• [TASK 1]
How would you put this sentence from the post about a statistical case for an election recount into Spanish: "I am not familiar with the legal argument for a recount, but was curious if there is a statistical argument for one."
• [TASK 2]
Could you carry the post about a statistical case for an election recount forward from its final sentence?

• [SOURCE DOCUMENT]
"""

Rather than fade into ignominy as a lesser Ralph Nader, Jill Stein has managed to twist the knife in the still-bleeding Left, fleecing a couple of million from some disoriented voters for a recount of the election in Wisconsin, Michigan, and Pennsylvania. While a recount seems like a less likely path to victory for Clinton than, say, a revolt of the Electoral College, or the Donald pulling an Andy Kaufman, perhaps it should be undertaken if there is any evidence of fraud. Recall that prior to the election (and since!) we were warned of the possibility of 'massive voter fraud'. I am not familiar with the legal argument for a recount, but was curious if there is a statistical argument for one. I pursue a simple analysis here.

The arguments that I have heard for a recount (other than the danger to our republic from giving power to mentally unstable blowhard, but I will try to keep my political bias out of here) sounded pretty weak, as they could easily be explained away by an omitted variable. For example, arguments of the form "Trump outperformed Clinton in counties with electronic voting machines," even if couched in a 'proper' statistical test, are likely to be assuming independence of those events, when they need not be independent for numerous reasons.

"""

[Stored entries]

"""

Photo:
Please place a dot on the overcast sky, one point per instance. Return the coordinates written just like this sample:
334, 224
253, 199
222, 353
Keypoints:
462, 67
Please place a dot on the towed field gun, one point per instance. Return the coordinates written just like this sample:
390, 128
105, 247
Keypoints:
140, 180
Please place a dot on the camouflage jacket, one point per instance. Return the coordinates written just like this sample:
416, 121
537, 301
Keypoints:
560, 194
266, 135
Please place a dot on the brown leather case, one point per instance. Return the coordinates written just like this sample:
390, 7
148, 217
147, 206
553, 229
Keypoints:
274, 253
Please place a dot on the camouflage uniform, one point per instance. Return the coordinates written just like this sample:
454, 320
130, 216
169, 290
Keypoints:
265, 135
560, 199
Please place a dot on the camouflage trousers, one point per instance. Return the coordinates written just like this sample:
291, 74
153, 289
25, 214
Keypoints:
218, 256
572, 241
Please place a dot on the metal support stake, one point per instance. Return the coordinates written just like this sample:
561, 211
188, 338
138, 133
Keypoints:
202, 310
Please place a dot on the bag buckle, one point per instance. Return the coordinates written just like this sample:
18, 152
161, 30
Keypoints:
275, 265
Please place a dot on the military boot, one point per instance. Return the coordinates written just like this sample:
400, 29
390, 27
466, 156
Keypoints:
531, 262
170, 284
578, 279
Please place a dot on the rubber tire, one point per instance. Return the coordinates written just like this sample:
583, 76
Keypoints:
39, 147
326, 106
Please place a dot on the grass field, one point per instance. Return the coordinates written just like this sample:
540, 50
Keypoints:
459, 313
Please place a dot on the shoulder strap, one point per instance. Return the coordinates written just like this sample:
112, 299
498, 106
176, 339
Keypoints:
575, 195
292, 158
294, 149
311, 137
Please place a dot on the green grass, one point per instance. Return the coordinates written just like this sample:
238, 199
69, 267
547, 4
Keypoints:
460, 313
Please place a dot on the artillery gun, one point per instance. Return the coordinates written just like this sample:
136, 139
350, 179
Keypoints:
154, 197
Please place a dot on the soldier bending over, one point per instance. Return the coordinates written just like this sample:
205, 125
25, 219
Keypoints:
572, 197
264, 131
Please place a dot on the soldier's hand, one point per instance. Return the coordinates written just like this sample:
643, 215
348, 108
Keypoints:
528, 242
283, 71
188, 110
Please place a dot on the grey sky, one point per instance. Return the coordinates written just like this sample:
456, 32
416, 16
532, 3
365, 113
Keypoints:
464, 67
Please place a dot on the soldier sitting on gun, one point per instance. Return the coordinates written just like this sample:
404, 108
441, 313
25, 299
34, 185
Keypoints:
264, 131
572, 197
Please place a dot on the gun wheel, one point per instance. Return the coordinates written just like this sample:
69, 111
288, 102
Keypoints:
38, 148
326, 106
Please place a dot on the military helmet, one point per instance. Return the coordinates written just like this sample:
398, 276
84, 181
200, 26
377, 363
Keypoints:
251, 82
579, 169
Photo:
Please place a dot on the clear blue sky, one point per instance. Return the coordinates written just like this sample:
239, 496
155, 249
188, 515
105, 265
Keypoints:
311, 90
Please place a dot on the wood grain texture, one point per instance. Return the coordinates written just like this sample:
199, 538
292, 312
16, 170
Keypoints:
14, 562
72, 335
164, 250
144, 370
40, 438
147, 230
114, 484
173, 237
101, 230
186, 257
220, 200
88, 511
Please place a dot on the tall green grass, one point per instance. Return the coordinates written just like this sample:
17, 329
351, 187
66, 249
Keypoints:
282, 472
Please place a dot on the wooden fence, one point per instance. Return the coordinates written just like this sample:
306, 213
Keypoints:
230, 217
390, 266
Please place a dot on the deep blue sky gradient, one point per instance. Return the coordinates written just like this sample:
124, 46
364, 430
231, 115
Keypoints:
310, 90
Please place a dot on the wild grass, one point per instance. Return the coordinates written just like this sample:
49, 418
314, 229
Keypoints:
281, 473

"""

• [ANSWER SECTION 1]
No estoy familiarizado con el argumento legal a favor de un recuento, pero tenía curiosidad por saber si existe un argumento estadístico a favor de uno.

• [ANSWER SECTION 2]
Instead, I will fall back here to a weaker analysis, based on Benford's Law. Benford's Law, which is more of a stylized fact, states that the leading digit of naturally occurring collections of numbers should follow a certain distribution. Apparently this method was used to detect suspicious patterns in the 2009 Iranian elections, so you would expect only an amateur ballot-stuffer would expose themselves to this kind of diagnostic.

First I grab the ward by ward Wisconsin voter data. This set is marked 'Under Recount', so I am sure it is the best data. I load the excel (!) spreadsheet, and rename some columns. After some mumbo jumbo to define the digit functions and the expected distribution for the same, I make plots of the leading digit, base 10, of the count of Clinton votes, Trump votes, and total votes, across the wards, along with the 'expected' distribution of the same under Benford's Law. Because Benford's Law is applicable under alternative numerical representations (there is nothing special about 10), I also plot the same using a base 16 representation, below.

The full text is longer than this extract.